• _Görev Gereksinimleri_:
1. Samsun metninden bir bölümü yazın. Bölüm "Osmanlı yönetiminde Samsun;" sözcüklerinin geçtiği yerden başlasın ve "kazakların saldırısına  uğramıştır." sözcüklerinden sonra bitsin.
2. Samsun metnini kaldığı yerden sürdürün.

Anadolu ‘da tekrar birliği oluşturmak için seferlere başlayan Osmanlı Devletini ikinci kez kuran Çelebi  Sultan Mehmet  her iki samsun ‘u 1413 de Osmanlı yönetimine katmıştır.

Cenevizliler aşağı şehri yakıp gemilerle kaçmışlardır. Samsun bu dönemde liman açısından Sinop ‘tan sonra ikinci planda kalmıştır.

Çelebi Sultan Mehmet Canik ‘i oğlu Şehzade Murat ‘ın idaresindeki Amasya sancağına bağlar (1419). Şehrin valiliğini ise Tacettinoğlu Hüsamettin Hasan Bey ‘e verir. Ancak 1421'de Osmanlı ‘da çıkan karışıklıklardan yaralanmaya çalışan Tacettinoğlu Hüsamettin Bey bağımsızlığını ilan eder. Bunun üzerine Amasya Sancakbeyi lala Yörgüç Paşa Samsuna gönderilir ve Samsun tekrar Osmanlı toprakların katılır. (1428)

Osmanlı yönetiminde Samsun; Canik bölgesinin merkezi olarak Amasya ‘ya sonra da Sivas ‘a (paşa sancağı) bağlanır. 1514 yılında ise Erzincan eyaletine bağlanır. 15yy ‘da Samsun kazakların saldırısına  uğramıştır.

18.yy ‘da Samsun limanı kuzey limanları ile (özellikle kırım) önemli ticari ilişkiler kurmuştur. Ancak Osmanlı ‘nın 1774 ‘de kırımı terk etmesi bu ticareti canlanmaya başlayan kenti olumsuz  etkilemiştir.

• _Veri Kayıtları_:
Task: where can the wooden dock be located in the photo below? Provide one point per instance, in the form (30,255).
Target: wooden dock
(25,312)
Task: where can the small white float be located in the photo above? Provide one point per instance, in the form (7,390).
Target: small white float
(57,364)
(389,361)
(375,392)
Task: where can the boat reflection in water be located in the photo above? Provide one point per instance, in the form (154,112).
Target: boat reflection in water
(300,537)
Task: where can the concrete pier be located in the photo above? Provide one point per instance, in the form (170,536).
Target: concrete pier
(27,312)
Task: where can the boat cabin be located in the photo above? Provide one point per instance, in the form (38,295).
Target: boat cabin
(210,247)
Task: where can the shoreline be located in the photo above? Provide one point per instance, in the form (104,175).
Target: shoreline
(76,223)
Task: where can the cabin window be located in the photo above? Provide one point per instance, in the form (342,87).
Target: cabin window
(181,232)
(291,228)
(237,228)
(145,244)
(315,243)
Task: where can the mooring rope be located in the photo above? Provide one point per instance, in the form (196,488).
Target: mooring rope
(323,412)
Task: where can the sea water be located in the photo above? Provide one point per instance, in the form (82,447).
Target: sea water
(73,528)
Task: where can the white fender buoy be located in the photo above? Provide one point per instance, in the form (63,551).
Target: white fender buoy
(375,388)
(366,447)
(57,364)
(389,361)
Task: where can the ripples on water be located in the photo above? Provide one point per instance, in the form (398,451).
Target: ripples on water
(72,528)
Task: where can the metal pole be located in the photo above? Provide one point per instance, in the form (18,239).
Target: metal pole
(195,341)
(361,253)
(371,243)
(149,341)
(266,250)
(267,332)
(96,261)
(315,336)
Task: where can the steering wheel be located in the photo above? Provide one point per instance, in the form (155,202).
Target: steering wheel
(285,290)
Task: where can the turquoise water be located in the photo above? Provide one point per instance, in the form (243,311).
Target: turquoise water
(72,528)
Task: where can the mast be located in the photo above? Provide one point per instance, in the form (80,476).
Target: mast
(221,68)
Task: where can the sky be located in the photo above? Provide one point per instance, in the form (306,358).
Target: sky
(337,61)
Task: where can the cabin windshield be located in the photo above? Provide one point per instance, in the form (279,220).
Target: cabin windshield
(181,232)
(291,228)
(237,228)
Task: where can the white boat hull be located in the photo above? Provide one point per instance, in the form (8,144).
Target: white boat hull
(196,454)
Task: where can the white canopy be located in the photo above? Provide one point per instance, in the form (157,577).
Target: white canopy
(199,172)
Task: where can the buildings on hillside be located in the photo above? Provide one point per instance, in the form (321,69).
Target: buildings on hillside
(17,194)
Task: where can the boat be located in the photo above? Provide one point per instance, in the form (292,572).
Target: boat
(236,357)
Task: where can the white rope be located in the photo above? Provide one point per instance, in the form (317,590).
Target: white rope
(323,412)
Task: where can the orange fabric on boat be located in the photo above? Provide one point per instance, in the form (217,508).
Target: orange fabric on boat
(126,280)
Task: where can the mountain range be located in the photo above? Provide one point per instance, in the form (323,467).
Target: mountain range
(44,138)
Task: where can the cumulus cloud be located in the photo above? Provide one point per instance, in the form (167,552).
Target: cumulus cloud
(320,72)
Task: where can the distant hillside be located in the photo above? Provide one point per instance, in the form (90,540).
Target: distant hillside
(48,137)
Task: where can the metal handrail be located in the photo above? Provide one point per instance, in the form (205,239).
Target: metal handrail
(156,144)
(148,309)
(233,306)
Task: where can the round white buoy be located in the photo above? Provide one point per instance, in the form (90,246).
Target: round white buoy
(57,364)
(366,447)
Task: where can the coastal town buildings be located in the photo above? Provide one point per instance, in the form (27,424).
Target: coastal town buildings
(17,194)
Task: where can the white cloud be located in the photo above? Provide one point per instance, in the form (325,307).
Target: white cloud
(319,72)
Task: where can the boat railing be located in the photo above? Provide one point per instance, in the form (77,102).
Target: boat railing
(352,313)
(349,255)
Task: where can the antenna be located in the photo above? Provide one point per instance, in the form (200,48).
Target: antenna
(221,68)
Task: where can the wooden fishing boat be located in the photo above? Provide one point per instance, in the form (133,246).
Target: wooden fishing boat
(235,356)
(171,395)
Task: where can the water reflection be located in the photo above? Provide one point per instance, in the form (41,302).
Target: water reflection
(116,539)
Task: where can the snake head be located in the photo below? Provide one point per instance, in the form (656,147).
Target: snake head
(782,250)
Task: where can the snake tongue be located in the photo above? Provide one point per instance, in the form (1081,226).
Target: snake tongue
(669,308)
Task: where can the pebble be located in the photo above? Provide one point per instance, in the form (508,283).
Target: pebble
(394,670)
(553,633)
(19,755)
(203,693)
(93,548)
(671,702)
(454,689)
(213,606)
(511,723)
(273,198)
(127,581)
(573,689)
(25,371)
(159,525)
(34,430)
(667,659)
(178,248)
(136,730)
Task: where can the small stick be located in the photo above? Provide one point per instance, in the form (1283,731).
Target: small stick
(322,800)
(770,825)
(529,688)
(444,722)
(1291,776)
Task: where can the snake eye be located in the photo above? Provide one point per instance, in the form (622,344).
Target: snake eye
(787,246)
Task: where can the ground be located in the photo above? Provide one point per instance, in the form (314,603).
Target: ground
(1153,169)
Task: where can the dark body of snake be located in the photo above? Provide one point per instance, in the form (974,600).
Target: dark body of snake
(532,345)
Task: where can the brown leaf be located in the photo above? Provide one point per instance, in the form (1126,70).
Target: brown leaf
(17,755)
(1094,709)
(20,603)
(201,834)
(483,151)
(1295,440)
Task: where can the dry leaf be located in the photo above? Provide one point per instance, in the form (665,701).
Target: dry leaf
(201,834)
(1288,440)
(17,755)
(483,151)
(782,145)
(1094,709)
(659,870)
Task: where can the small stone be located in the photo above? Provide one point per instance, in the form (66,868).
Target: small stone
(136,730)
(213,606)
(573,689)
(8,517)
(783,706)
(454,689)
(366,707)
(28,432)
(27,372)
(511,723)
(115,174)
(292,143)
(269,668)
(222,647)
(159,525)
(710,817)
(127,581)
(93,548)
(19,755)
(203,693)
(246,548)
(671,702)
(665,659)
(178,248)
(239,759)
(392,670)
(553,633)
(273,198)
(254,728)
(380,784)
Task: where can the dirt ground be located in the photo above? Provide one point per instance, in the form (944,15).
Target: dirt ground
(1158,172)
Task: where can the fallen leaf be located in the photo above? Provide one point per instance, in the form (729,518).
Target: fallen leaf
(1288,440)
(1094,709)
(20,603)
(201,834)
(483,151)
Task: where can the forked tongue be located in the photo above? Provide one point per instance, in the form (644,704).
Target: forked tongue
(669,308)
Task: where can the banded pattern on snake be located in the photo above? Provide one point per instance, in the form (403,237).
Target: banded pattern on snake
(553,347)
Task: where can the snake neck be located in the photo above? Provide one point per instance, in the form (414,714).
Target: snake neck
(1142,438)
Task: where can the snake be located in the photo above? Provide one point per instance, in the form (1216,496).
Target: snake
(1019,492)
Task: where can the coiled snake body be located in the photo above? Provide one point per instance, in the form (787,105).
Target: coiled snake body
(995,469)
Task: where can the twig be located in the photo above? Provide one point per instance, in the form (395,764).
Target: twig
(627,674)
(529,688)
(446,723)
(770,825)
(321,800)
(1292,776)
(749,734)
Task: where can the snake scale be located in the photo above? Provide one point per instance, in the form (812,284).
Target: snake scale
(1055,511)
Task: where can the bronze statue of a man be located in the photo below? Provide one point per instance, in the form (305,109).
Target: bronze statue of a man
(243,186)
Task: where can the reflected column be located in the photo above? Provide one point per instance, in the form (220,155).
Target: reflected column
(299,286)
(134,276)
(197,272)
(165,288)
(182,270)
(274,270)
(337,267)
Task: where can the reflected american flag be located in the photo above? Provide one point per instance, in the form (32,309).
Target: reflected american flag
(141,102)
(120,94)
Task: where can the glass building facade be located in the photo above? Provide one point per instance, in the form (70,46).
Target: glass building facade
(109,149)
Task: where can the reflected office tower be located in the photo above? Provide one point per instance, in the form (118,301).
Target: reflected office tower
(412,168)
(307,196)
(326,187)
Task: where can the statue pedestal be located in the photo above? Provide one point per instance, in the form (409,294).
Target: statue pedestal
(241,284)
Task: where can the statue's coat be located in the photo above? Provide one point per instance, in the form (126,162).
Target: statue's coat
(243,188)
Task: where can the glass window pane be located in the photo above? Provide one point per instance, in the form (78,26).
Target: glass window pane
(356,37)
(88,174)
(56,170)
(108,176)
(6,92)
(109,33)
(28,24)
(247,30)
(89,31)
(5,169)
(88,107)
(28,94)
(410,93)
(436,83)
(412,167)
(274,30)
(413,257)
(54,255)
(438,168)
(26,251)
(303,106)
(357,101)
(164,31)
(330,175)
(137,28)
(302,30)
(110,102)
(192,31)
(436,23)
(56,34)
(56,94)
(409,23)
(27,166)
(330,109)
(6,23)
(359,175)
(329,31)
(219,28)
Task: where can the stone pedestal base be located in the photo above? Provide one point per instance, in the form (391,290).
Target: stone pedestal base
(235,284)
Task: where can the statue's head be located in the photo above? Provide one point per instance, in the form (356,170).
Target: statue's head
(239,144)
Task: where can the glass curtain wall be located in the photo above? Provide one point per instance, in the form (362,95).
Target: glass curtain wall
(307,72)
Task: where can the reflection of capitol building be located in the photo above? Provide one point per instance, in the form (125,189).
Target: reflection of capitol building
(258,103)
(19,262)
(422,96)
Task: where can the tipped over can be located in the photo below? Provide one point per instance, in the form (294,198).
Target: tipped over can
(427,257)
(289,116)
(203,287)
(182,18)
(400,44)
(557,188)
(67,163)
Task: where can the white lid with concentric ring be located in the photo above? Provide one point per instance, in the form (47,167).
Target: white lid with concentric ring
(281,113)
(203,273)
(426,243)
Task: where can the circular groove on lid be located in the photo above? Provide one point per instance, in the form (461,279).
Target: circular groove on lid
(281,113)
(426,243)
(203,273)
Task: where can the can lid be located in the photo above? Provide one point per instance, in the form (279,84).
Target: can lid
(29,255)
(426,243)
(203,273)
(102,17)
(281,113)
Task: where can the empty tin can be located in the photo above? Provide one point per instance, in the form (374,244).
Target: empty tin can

• _Görevlere Yanıtlar_:
1.
Osmanlı yönetiminde Samsun; Canik bölgesinin merkezi olarak Amasya ‘ya sonra da Sivas ‘a (paşa sancağı) bağlanır. 1514 yılında ise Erzincan eyaletine bağlanır. 15yy ‘da Samsun kazakların saldırısına  uğramıştır.

2.
Samsun 19 yy.’ın ilk yarısında Hazinedaroğulları yönetiminde kalmıştır. Bu dönemde buharlı gemilerin Karadeniz ‘de  ticareti   canlandırması; ayrıca,  kaliteli   tütün  ekiminin  Bafra çevresinde  başlayarak
Samsun yöresine yayılması kentte gelişmelere neden olmuştur. Bu dönemde   Samsun’un  Türk nüfusu
artığı gibi Avrupalı tütün alıcıları ve çeşitli hammadde tüccarları Samsun 'a  yerleşmeye  başlamıştır.

1869”da çıkan bir yangında Samsun ‘un hemen hemen tamamı  kül haline gelmiştir. Ancak o dönemde zengin bir ticaret merkezi haline gelmiş olan Samsun yangından sonra çabuk kalkınmıştır.

I.Dünya savaşı sırasında deniz ticareti felce uğradığı için, ekonomik yönden büyük sıkıntılar çeken Samsun, 1915 ‘te Rus Savaş gemileri tarafından 4 kez topa tutulmuş ve büyük ölçüde hasar görmüştür.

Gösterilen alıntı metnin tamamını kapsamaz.